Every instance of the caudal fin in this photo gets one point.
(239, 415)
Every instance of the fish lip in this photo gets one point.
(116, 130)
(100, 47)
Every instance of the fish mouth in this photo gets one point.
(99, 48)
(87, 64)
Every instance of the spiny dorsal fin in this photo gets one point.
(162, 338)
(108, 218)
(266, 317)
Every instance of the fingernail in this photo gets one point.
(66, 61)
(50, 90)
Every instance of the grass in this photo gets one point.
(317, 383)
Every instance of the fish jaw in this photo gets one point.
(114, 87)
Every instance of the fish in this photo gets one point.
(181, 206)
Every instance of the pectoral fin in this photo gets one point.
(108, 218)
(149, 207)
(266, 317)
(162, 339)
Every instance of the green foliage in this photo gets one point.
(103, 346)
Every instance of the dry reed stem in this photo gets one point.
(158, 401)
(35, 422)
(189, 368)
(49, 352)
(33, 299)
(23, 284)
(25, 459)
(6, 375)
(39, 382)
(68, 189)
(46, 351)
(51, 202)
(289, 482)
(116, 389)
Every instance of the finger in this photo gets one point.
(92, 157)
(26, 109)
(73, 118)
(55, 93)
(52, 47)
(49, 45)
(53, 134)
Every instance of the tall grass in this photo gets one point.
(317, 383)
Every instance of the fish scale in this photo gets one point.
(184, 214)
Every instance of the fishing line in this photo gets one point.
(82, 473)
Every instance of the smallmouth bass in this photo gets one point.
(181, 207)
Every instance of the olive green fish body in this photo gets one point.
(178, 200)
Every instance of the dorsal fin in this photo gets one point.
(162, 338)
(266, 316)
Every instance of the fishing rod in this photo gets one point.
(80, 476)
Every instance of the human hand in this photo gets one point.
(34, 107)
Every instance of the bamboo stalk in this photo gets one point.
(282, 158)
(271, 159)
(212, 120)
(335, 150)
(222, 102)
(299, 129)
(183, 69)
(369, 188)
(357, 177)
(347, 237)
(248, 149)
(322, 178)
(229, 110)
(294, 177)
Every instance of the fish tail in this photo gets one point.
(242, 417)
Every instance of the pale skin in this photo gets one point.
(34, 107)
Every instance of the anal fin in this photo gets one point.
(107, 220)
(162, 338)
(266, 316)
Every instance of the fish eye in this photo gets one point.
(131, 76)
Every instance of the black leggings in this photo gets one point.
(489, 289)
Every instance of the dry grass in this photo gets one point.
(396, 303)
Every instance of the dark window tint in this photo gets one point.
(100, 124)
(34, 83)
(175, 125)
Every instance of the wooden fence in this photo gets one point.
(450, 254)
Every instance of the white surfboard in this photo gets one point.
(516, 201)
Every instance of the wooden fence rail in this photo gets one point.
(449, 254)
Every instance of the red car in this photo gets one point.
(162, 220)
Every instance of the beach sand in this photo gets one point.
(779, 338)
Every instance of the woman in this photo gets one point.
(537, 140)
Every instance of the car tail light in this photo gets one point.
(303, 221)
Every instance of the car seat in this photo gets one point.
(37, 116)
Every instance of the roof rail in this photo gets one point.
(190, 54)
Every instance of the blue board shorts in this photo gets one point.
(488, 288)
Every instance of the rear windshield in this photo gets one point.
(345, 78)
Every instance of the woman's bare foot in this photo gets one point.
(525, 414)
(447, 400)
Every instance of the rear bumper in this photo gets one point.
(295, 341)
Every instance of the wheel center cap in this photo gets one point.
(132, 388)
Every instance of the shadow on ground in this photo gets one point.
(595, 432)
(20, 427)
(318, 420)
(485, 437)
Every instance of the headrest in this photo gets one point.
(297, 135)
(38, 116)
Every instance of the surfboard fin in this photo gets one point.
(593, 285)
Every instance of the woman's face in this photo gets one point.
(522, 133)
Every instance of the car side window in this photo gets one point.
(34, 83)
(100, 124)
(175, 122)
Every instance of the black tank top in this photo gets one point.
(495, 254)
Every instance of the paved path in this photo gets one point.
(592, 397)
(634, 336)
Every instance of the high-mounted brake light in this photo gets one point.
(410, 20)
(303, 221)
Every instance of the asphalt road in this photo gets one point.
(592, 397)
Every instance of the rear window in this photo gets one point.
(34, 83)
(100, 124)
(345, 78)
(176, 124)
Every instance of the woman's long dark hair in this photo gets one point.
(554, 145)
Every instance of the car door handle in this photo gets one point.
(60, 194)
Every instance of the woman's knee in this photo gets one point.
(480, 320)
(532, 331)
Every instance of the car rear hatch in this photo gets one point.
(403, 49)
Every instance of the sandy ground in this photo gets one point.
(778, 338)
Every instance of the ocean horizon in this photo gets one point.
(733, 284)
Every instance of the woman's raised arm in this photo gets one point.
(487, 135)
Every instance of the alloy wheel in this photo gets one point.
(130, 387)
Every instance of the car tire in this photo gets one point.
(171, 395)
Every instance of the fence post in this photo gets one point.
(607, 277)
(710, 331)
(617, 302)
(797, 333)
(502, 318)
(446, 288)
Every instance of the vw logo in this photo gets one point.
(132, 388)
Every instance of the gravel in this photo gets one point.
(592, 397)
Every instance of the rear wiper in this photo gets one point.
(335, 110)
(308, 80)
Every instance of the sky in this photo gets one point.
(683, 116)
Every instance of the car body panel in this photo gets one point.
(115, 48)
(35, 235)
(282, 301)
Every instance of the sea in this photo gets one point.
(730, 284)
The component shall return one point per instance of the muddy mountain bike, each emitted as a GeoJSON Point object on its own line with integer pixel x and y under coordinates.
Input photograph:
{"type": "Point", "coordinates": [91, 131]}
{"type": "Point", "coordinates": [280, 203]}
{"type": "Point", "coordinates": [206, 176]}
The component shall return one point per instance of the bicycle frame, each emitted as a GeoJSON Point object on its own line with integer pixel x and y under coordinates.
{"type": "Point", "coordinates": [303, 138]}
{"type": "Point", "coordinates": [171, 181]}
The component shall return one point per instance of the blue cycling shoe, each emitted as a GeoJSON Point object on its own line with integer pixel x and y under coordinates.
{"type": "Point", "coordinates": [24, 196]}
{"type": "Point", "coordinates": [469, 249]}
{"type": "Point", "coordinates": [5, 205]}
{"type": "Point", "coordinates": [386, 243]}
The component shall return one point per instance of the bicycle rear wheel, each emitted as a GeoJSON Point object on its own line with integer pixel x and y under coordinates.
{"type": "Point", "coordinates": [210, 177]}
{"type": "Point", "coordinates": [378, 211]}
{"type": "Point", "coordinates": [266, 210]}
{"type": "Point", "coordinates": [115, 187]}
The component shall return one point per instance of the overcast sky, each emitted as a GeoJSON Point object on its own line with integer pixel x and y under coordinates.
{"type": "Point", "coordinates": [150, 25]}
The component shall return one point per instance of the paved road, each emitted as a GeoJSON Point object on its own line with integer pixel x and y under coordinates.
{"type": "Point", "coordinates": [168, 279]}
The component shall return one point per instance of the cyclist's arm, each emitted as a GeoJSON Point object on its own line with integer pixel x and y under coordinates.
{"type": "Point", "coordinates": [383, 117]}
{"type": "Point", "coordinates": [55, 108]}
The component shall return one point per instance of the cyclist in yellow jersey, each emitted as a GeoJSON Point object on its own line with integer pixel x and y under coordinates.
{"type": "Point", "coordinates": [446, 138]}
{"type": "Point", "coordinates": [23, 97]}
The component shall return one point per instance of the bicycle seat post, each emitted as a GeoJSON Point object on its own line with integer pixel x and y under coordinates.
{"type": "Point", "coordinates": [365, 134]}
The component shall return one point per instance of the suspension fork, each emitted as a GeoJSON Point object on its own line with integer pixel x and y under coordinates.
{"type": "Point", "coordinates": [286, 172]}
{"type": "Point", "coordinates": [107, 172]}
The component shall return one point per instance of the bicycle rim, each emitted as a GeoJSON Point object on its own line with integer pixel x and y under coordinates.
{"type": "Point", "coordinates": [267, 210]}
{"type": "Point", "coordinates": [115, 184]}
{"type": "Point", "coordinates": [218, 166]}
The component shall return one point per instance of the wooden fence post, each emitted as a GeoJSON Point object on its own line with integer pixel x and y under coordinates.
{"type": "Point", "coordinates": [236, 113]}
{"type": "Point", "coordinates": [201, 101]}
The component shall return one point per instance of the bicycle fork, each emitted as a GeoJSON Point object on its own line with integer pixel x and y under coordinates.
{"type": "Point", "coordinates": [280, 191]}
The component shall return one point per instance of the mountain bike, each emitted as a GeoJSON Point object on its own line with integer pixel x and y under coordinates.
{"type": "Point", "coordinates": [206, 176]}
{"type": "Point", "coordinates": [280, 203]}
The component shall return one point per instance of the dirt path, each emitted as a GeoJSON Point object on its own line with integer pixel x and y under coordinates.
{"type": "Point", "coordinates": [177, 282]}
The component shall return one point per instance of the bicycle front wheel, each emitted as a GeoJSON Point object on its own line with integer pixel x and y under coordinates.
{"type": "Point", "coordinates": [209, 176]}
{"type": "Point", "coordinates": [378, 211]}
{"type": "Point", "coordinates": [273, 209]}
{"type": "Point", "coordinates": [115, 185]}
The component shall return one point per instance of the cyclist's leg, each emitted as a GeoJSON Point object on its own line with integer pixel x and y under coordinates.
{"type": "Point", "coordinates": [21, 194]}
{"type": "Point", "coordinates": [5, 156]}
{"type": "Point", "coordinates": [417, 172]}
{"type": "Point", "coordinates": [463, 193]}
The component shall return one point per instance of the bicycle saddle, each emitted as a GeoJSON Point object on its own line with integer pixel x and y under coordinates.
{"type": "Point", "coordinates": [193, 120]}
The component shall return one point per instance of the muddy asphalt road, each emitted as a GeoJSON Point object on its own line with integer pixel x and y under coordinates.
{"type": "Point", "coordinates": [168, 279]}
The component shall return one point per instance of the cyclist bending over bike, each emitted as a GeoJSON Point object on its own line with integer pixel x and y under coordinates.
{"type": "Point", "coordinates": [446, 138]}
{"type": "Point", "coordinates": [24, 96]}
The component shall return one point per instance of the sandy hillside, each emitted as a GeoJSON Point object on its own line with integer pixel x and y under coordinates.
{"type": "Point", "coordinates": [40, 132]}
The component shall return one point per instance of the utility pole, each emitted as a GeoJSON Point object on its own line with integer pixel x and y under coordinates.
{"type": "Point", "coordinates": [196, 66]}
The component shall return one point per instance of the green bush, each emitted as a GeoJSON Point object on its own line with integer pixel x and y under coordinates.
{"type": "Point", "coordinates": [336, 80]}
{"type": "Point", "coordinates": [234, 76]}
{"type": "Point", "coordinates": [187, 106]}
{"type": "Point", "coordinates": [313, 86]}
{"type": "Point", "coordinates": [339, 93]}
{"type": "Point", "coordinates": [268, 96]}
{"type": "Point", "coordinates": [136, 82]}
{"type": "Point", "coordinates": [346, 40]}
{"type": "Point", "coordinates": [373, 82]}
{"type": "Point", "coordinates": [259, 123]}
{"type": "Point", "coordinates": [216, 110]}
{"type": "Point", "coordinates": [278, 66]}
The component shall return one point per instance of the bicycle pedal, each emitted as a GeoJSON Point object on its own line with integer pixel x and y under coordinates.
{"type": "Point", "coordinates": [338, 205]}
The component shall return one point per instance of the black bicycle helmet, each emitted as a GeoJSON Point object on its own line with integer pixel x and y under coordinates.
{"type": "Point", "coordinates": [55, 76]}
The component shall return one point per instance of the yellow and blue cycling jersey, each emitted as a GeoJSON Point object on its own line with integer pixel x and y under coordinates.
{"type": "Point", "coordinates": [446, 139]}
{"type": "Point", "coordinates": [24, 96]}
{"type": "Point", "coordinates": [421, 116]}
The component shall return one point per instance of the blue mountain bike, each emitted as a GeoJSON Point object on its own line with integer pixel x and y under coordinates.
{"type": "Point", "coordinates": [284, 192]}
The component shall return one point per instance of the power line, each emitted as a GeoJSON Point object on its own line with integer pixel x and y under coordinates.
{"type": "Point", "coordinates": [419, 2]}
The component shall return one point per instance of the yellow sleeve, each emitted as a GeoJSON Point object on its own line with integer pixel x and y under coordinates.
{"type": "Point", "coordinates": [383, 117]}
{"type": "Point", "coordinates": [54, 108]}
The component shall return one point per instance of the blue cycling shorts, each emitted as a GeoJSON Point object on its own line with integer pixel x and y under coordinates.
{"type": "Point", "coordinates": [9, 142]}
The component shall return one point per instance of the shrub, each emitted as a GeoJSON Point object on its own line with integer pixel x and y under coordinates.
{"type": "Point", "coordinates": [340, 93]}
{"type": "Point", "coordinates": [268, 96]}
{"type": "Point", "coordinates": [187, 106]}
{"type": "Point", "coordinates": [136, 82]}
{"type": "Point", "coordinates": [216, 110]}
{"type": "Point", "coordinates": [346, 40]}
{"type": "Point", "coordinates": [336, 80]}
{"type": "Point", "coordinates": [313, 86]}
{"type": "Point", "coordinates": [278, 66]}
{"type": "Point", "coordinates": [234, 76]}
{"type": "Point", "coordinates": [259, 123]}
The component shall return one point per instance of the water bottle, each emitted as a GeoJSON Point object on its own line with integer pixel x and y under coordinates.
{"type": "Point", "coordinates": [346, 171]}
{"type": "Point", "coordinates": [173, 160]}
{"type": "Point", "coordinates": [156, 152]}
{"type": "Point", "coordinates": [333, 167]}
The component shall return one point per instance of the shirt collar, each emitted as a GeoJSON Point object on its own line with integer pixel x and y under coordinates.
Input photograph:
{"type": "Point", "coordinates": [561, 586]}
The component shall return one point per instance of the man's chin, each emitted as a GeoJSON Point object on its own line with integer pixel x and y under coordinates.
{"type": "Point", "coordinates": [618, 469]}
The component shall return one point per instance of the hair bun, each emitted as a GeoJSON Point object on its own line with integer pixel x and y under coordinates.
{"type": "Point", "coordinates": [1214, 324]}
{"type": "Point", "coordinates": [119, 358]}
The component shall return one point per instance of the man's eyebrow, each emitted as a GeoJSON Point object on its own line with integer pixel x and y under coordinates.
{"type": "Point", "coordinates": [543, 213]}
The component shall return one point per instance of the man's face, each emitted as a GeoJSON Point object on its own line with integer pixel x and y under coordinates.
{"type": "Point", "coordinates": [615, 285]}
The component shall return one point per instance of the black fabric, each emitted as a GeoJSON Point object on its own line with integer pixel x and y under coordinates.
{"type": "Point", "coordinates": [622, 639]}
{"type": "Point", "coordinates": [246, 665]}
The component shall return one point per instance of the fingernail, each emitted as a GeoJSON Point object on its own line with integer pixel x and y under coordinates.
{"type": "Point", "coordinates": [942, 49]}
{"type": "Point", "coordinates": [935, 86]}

⁂

* **How to complete this task**: In the entries above, find the line holding "Every instance of the vw" and the line holding "the muddy mountain"; print both of them and every line between, exactly, and nothing else.

* **Your response**:
Every instance of the vw logo in this photo gets one point.
(132, 388)
Every instance of the gravel in this photo gets one point.
(592, 397)
Every instance of the rear wiper in this photo gets one point.
(335, 110)
(308, 80)
Every instance of the sky in this photo gets one point.
(683, 116)
Every instance of the car body panel in this photo gets one point.
(115, 48)
(35, 235)
(282, 301)
Every instance of the sea in this photo gets one point.
(730, 284)
The component shall return one point per instance of the muddy mountain bike, each emitted as a GeoJSON Point object on its own line with integer pixel x and y under coordinates.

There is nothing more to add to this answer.